(Work instructions)
a) From the interview about Uncle Bobbie's Coffee & Books, translate this sentence into Spanish: "I've always wanted to have a cool place for Black people to hang out."
b) Write the next part of the interview about Uncle Bobbie's Coffee & Books, starting right after Hill's last reply.

(Passage provided)
+++

ABOVE PHOTO:  Marc Lamont Hill proudly stands in front of the cafe’ honoring his late uncle…Uncle Bobbie’s Coffee & Books at 5445 Germantown Ave, (215) 403-7058.        

(Photo: Robert Mendelsohn)

 

Through Uncle Bobbie’s Coffee & Books, author, academic and CNN commentator Marc Lamont Hill hopes to create a space where everyone can connect.

 

By Denise Clay

Thanks to Amazon.com and other online book outlets, there are fewer places to buy a book, curl up in a chair, and read it while grabbing a cup of coffee. Those spaces are even less prevalent in traditionally Black neighborhoods.

So when Marc Lamont Hill decided to add opening Uncle Bobbie’s Coffee & Books to a dance card that includes a professorship at Temple University, writing books, and appearing on CNN as someone who sometimes helps us understand a strange political world, everyone took notice.

Named for the uncle that inspired Hill’s love of reading, Uncle Bobbie’s is a place that’s warm, inviting and knows exactly where it’s coming from.

The SUN met Hill at the education center next door to the coffee shop to talk with him about his latest venture, the idea behind it, and the connections he hopes it fosters.

Patrons are already enjoying the reading selections at Uncle Bobbie’s.   (Photo: Robert Mendelsohn)

SUN: Thanks for taking the time to talk with me today. What were the things that inspired you when creating this space?

MLH: I honestly just felt like it was time. I’ve always wanted to have a cool place for Black people to hang out. There was a place that I used to go to called the Crimson Moon.

SUN: I think we all went there. It was really popular and a nice place to hang out. When it closed, it made no sense to a lot of us…until we found out her rent was raised…

MLH: It was really unfortunate. But (the owner) Koko created something special there and it left a mark on me. The other part of it was the Black bookstore tradition. So Crimson Moon left a mark on me but so did Hakim’s on 52nd Street. So did Basic Black Books, Mahogany Books and the other Black bookstores in the Gallery. They left a mark on me, and I knew that I had an opportunity to recreate something and to create something new. And so, I said what would it mean to mean to mean to mash that stuff up, right? To take the best of Crimson Moon, the great coffee experience and great gathering spot and take the best of the Black bookstore tradition, the best of Hakim’s and Black and Nobel and all these places and put them together, but try to create a sustainable business model, so that I’m not just the cool spot for a week or two weeks, but something that people can enjoy for some time. That’s what I wanted.

SUN: Why did you decide to do this on Germantown Avenue?

MLH: We deserve cool stuff.

+++

(Dataset content)

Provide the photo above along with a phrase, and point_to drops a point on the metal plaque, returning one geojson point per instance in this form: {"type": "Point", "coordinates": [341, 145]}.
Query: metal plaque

+++

(Results in order)
a) Siempre he querido tener un lugar genial para que la gente negra pase el rato.

b)
SUN: Of course we do…

MLH: But I feel like sometimes our business choices don’t reflect that. If I opened this near Chestnut Hill, people would be like,‘Yeah! Of course! Chestnut Hill!’If I opened it downtown, it would be like “Oh, yeah! 20th and Chestnut next to the clubs.’ But, Germantown deserves fly stuff. And Germantown has a need for it. You shouldn’t have to go to Chestnut Hill to get a great cup of coffee. You shouldn’t have to go to Amazon.com to get the book you want…You shouldn’t have to live in Rittenhouse to get a good book. So I said, let’s do something here. I live in Germantown. So why not build where I am? Isn’t that the Temple way? Acres of diamonds in your own backyard? Let’s dig, you know? So I thought that this would be a dope spot, and when I saw that this particular corner was open, it spoke to me. There were other places down the street, but that building, those windows and that corner spot? I walked in there and said‘I need to do this now!’ It wasn’t like I spent a year scouting for bookstores. I was perfectly fine doing TV and teaching and writing books and hitting the road. But I swear to God, I walked in that place and I was like‘That’s the spot that I need. This is where my bookstore is going to be. Bookstores are cool and it’s good for community education and learning and I think that we can do something special there.’

I also ran the numbers and I said that that this place doesn’t stand up without some serious revenue streams coming in. Coffee for me was a business choice, but it was also an ideological and political choice. I could have sold other things and it would have made sense. I could have sold pizza. I could have sold water ice. I could have sold other stuff, I could have serve alcohol and done other things to make people spend money because bookstores are a tough business.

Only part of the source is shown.